:: WHAT TO PRODUCE ::
Repeat the rows below, from the line that contains "Return the polygon of every instance of the **hazy" through the line that contains "359 195 L 359", with no changes.

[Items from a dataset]
[START]

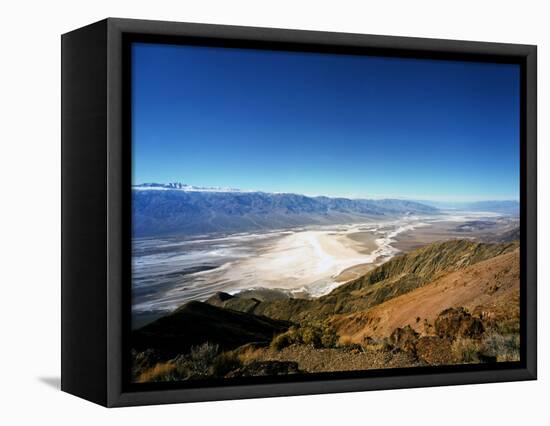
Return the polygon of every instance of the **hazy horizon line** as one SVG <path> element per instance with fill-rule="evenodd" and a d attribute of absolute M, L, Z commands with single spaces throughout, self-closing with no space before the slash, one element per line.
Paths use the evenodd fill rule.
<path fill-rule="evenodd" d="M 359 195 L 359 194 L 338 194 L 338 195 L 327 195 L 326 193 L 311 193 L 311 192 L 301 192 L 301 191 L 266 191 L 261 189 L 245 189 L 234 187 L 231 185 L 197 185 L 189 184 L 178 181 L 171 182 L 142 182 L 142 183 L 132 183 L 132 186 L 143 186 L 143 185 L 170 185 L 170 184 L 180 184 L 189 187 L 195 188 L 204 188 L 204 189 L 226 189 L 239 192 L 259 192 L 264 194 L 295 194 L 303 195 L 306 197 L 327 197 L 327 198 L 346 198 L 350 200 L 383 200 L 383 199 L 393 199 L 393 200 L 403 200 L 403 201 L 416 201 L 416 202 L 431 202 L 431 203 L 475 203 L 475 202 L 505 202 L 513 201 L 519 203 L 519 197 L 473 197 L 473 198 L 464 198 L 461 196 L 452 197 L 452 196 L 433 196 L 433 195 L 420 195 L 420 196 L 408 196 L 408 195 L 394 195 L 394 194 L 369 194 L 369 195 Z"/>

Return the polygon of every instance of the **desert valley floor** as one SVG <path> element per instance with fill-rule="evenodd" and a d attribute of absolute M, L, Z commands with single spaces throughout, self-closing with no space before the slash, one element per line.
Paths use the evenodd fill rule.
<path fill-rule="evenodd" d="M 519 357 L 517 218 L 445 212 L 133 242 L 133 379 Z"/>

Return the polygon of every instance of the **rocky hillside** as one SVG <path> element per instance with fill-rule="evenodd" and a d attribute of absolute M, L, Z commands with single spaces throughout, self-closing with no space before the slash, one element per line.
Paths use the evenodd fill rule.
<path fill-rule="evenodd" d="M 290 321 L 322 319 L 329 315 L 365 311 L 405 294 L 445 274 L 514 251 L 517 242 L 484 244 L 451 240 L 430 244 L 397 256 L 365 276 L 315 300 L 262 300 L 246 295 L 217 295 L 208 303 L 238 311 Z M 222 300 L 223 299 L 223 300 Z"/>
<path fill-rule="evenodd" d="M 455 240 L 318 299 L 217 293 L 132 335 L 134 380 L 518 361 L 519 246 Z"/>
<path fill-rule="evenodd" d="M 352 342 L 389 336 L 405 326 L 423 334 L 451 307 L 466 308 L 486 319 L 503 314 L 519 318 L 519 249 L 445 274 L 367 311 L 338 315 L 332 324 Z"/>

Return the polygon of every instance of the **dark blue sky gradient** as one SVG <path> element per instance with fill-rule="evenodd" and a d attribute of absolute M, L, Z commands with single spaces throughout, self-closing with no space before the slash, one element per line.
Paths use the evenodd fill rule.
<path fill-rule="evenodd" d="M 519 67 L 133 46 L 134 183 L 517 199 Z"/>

[END]
[START]

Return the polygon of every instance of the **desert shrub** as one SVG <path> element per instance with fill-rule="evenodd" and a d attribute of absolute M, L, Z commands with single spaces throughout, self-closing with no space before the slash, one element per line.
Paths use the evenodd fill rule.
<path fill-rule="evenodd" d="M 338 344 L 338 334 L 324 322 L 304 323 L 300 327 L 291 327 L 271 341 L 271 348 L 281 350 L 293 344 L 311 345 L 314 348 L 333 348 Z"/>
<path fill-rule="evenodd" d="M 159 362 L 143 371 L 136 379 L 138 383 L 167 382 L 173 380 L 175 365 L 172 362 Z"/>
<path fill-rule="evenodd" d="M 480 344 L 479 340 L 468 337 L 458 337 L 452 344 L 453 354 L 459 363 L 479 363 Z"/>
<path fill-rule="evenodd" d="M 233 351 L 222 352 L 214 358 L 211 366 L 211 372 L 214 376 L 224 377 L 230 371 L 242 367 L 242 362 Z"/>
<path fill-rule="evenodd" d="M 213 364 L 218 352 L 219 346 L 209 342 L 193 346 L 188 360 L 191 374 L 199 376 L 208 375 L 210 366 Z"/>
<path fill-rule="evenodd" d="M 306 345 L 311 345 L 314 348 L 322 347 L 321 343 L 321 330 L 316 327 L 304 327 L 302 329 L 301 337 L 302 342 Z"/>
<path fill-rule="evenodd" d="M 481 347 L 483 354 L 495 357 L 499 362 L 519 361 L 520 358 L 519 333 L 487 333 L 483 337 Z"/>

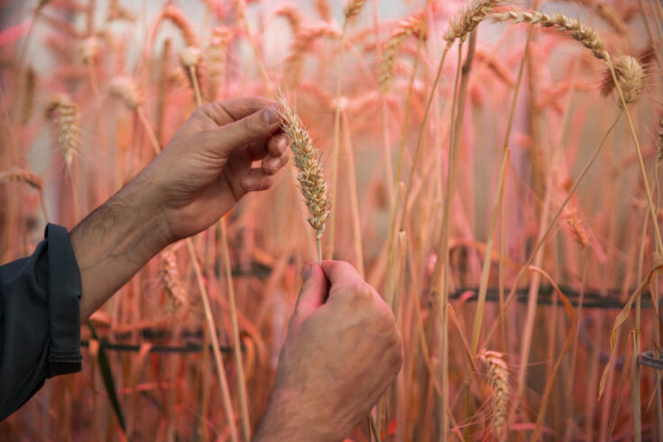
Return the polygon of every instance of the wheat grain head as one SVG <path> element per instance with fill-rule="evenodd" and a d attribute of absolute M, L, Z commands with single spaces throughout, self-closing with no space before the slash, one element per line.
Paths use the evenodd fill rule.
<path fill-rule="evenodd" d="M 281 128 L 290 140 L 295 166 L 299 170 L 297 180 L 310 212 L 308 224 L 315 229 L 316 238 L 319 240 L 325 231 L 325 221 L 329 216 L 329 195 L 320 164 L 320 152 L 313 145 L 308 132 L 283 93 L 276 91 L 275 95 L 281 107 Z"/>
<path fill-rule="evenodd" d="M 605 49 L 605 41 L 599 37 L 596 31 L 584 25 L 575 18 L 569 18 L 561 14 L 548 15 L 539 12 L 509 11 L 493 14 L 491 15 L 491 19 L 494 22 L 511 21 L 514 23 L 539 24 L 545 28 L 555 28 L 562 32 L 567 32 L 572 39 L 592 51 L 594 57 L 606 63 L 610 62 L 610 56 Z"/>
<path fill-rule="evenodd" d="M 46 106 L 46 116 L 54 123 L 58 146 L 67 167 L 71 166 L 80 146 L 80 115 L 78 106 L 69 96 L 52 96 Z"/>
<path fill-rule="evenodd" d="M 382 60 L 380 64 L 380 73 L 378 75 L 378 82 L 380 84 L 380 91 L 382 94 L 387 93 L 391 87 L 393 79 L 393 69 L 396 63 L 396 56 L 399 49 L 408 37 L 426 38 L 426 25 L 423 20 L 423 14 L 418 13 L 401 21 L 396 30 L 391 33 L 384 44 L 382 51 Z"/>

[END]
[START]

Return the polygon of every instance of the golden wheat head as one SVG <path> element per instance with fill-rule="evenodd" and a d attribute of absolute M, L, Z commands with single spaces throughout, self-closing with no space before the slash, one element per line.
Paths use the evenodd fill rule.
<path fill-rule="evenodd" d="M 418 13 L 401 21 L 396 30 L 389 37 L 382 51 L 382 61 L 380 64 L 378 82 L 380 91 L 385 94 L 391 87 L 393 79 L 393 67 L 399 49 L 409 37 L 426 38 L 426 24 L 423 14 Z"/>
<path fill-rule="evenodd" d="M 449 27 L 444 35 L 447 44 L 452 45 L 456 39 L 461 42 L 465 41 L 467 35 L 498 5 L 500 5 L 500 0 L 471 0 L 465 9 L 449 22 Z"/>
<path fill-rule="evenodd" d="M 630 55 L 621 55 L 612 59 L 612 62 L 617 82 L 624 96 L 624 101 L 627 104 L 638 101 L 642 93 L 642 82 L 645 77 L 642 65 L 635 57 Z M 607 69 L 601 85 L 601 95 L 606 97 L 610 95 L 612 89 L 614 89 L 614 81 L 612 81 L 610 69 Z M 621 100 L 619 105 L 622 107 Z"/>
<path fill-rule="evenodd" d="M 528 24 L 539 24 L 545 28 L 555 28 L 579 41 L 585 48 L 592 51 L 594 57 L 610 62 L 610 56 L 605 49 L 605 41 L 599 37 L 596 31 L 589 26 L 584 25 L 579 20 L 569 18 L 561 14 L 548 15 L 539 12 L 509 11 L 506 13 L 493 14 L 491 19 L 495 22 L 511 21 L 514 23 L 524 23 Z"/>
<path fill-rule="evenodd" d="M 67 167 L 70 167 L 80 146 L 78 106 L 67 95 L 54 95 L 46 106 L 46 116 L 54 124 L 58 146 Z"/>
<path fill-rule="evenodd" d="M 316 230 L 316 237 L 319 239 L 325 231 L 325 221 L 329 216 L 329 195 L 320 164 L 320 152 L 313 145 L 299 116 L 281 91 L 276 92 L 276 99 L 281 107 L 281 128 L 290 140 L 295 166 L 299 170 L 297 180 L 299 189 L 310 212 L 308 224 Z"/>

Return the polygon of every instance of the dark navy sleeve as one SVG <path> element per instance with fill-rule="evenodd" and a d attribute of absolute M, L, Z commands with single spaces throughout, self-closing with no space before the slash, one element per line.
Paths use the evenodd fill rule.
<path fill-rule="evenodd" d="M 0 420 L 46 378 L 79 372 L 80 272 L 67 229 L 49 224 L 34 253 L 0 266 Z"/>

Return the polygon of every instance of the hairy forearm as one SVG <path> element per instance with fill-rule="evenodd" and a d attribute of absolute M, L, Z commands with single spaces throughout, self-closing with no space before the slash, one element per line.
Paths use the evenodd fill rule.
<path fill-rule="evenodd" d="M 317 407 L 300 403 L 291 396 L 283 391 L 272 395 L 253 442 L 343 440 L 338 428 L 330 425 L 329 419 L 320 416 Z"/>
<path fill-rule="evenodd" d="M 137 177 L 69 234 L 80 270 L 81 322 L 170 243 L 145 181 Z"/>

[END]

:: COMPLETE ANSWER ::
Return the polygon of every instance of the **hazy horizon line** as one SVG <path> element per instance with fill-rule="evenodd" and a d attribute of absolute M, L, Z commands with single spaces throughout, self-closing with no space before the slash, one element per line.
Paths use the evenodd fill rule.
<path fill-rule="evenodd" d="M 359 195 L 359 194 L 338 194 L 338 195 L 327 195 L 326 193 L 311 193 L 311 192 L 301 192 L 301 191 L 266 191 L 261 189 L 245 189 L 234 187 L 231 185 L 197 185 L 189 184 L 178 181 L 171 182 L 142 182 L 142 183 L 132 183 L 132 186 L 143 186 L 143 185 L 170 185 L 170 184 L 180 184 L 189 187 L 195 188 L 204 188 L 204 189 L 226 189 L 239 192 L 259 192 L 264 194 L 295 194 L 303 195 L 306 197 L 327 197 L 327 198 L 346 198 L 350 200 L 383 200 L 383 199 L 393 199 L 393 200 L 403 200 L 403 201 L 416 201 L 416 202 L 431 202 L 431 203 L 475 203 L 475 202 L 505 202 L 513 201 L 519 203 L 519 197 L 473 197 L 473 198 L 464 198 L 461 196 L 452 197 L 452 196 L 433 196 L 433 195 L 420 195 L 420 196 L 408 196 L 408 195 L 394 195 L 394 194 L 369 194 L 369 195 Z"/>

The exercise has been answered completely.